Before Eco became a novelist, he was an established academic of medieval aesthetics, semiology, philosophy and anthropology. His first stride into the world of academia was his doctoral level study on Saint Thomas Aquinas at the University of Turin. After his graduation, he left the Roman Catholic Church due to loss of faith and befriended a group of avant-garde artists and writers during his time as the cultural editor for Radiotelevisione Italiana. The people he met as a young adult were influential in his personal beliefs and interests, and later reflected in his work as a novelist. His thesis on Saint Thomas Aquinas as well as Art and Beauty in the Middle Ages were published, establishing his position as a scholar.

Novel Predecessors

Eco as a Novelist

Eco did not write his first fiction novel until 1980, and his first novel was shortly turned into a movie after its publication and award of the Strega Prize, the highest literary honor in Italy. He started telling stories for his children, but decided to write as he had always wished to write creatively but never pursued it. His complex novels, riddled with deception and conspiracy, contain themes and references to all of his areas of study and experiences in life. For example, his most famous novel The Name of the Rose describes the story of a murder mystery that is held in a medieval abbey, stripping the romanticism from the public’s view of the church in the middle ages. As the audience starts the novel with images of medieval art and religion, Eco breaks down the structure of medieval theology with knowledge gained from his studies. In his work he often utilizes symbols to create move levels of meaning for the reader to dissect using their own semiotic abilities. Although his work is rich with symbols and complexity, he is humble enough to acknowledge that every writer is influenced by the ideas of thinkers that had come before them. With this, no idea is without a predecessor to the same idea, and this further supports his beliefs in intertextuality.

A Goodbye to the Intellectual

At the time of his death, Umberto Eco was a professor at the University of Bologna, where he had held the president position of their Graduate School for the Study of Humanities. In an interview with the Harvard Crimson a few years before he died, he mentioned that his plans for the future only included spending time with his grandchildren, and that he was not preoccupied with any further projects. Eco truly fulfilled all of the dreams of an academic and storyteller, and many aspiring students will look to him as a hero of study and literature.

PROBLEM TO SOLVE » Reproduce a portion of the Umberto Eco passage word for word, beginning at the words "Before Eco became" and stopping after "as a scholar.".

ENTRIES SHOWN »
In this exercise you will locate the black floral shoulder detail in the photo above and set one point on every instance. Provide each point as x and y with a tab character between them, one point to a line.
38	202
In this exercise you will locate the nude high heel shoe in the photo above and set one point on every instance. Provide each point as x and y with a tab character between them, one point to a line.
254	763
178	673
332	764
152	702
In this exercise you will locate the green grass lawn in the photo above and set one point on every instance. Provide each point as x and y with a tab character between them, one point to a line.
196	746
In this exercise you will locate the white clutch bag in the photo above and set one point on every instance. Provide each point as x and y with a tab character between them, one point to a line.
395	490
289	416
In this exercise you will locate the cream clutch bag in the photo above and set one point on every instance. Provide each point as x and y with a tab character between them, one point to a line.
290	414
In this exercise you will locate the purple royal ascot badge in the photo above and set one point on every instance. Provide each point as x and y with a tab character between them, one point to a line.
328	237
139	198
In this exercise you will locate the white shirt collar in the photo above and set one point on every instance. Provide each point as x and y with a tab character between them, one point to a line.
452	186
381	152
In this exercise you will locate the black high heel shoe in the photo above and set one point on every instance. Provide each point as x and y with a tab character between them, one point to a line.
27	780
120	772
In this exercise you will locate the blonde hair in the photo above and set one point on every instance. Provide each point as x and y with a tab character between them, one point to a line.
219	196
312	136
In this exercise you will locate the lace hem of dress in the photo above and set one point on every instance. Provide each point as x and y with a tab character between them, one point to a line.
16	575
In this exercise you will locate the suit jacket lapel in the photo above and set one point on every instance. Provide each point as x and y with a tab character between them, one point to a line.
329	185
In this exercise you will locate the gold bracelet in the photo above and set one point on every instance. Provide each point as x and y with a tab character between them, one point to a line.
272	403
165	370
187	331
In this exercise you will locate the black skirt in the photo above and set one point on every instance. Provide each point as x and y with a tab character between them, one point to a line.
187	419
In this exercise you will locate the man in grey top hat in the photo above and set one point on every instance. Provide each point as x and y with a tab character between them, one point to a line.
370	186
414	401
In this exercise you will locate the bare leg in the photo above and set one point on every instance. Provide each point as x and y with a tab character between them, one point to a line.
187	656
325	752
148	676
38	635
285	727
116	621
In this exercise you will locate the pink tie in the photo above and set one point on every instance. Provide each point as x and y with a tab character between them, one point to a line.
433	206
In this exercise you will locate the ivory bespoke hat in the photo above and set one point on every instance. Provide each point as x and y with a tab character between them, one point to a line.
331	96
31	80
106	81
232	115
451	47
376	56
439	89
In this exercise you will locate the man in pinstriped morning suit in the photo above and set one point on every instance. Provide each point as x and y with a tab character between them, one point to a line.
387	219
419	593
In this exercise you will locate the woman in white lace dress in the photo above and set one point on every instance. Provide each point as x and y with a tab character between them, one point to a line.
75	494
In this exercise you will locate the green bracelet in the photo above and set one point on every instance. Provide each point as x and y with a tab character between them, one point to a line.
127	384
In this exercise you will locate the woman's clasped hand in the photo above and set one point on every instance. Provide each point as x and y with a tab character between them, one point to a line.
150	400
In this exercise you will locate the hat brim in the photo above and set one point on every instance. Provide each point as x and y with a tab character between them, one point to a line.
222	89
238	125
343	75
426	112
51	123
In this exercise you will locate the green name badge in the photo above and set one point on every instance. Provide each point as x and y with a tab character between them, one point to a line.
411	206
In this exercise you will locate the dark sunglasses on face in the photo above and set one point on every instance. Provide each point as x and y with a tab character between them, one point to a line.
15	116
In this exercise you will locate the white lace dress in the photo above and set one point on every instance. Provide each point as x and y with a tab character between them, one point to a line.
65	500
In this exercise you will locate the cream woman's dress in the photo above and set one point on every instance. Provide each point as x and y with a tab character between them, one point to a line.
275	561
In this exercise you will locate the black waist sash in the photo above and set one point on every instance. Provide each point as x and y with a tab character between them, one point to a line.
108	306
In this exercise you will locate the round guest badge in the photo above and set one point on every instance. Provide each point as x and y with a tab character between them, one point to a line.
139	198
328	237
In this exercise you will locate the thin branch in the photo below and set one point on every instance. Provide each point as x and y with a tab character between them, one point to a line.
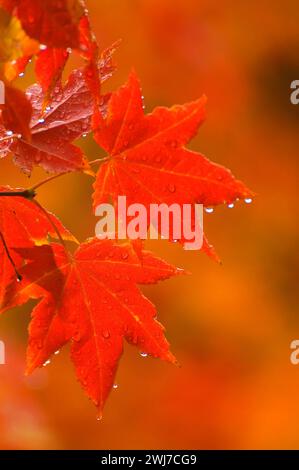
59	236
99	160
26	193
19	277
47	180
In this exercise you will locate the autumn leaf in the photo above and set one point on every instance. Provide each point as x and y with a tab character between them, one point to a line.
14	41
12	119
52	22
22	224
91	299
67	118
147	161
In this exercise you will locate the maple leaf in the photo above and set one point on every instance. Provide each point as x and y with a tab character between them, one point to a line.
49	66
22	224
52	22
147	160
14	42
12	119
67	118
93	300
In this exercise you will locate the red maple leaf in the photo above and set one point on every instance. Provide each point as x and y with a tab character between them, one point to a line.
51	22
147	161
92	299
11	117
66	118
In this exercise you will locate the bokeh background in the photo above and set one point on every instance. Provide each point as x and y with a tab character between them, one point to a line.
230	326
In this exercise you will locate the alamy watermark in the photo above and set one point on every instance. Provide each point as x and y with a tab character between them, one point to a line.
295	94
137	221
2	353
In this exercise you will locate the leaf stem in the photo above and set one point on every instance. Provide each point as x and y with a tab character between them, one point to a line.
26	193
99	160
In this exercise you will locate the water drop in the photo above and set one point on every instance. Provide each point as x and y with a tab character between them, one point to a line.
106	334
171	188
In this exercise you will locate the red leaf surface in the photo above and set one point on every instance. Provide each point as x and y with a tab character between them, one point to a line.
13	120
147	160
52	22
22	224
49	66
93	300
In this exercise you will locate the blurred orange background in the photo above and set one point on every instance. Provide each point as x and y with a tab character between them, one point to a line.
230	326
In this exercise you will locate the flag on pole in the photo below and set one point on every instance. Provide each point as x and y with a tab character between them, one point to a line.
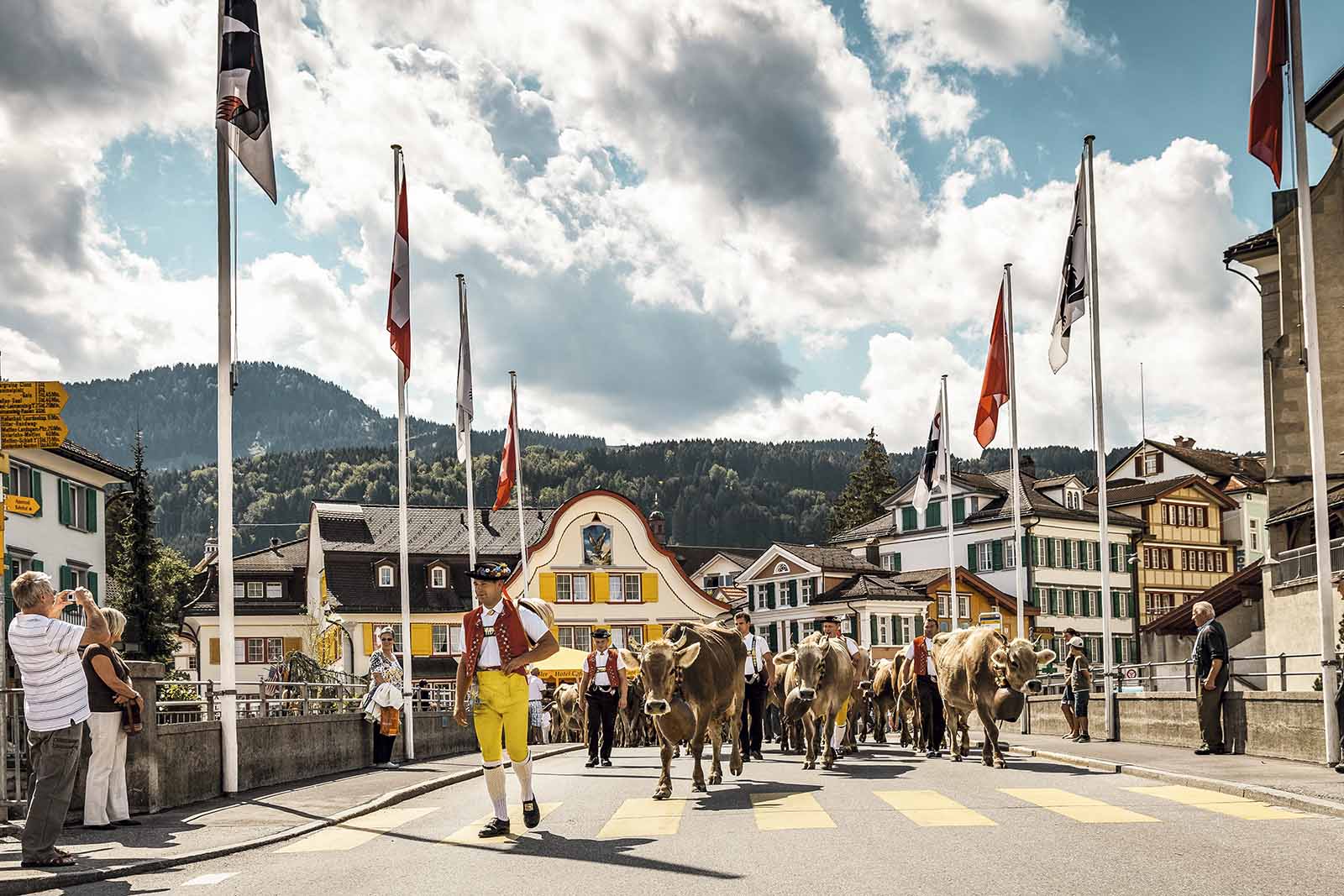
1267	132
932	470
400	291
242	113
1073	286
508	464
994	390
464	387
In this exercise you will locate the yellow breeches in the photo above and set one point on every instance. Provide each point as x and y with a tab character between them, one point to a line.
501	710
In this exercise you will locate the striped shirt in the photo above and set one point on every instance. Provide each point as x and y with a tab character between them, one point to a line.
55	692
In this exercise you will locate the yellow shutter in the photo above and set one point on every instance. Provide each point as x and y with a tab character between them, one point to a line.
423	638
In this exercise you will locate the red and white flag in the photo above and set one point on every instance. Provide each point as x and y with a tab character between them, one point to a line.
994	391
400	293
508	464
1265	140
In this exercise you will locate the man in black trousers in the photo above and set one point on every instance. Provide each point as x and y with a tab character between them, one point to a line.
759	674
602	694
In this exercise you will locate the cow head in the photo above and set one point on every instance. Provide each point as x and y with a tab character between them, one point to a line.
659	664
1018	664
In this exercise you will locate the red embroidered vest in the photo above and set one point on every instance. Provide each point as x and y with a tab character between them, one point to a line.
508	634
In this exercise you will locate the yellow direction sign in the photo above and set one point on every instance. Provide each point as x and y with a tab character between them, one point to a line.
20	504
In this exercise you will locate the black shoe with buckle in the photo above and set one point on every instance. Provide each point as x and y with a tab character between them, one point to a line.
496	828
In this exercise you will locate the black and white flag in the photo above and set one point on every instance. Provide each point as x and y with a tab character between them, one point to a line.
242	113
1073	286
933	468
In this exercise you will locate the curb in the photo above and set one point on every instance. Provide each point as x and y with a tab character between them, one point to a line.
1231	788
391	799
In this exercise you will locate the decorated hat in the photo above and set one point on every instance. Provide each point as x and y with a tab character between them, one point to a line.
490	571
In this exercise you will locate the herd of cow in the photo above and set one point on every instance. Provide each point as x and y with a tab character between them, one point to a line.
689	687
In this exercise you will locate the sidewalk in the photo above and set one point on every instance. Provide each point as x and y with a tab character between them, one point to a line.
1250	775
226	825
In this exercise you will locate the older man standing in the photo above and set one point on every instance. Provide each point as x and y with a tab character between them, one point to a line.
55	705
1211	674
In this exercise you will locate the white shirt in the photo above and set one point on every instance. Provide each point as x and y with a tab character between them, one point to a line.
55	691
533	625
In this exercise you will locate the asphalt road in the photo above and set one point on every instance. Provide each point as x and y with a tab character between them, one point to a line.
884	822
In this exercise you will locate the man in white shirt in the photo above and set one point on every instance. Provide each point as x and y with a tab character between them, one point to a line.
602	696
759	674
55	705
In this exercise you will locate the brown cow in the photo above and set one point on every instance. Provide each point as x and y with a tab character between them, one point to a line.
694	687
822	679
974	664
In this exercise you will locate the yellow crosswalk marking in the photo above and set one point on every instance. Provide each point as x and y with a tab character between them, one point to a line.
358	831
1085	809
931	809
645	819
790	812
1222	804
467	835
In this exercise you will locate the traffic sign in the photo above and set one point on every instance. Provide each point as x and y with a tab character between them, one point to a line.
20	504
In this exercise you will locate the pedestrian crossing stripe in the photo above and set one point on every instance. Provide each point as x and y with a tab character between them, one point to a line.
645	819
931	809
1221	804
1085	809
358	831
790	812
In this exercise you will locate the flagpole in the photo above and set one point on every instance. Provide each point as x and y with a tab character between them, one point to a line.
947	466
517	479
1102	513
225	465
407	680
1019	548
1315	419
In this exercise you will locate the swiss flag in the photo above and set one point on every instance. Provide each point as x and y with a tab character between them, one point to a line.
400	293
994	391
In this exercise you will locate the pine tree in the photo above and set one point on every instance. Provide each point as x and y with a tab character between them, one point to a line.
871	484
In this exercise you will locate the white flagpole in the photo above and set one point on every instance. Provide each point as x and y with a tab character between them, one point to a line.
1102	515
945	437
517	479
225	466
407	680
1019	550
1315	419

TASK RESULT »
Before Eco became a novelist, he was an established academic of medieval aesthetics, semiology, philosophy and anthropology. His first stride into the world of academia was his doctoral level study on Saint Thomas Aquinas at the University of Turin. After his graduation, he left the Roman Catholic Church due to loss of faith and befriended a group of avant-garde artists and writers during his time as the cultural editor for Radiotelevisione Italiana. The people he met as a young adult were influential in his personal beliefs and interests, and later reflected in his work as a novelist. His thesis on Saint Thomas Aquinas as well as Art and Beauty in the Middle Ages were published, establishing his position as a scholar.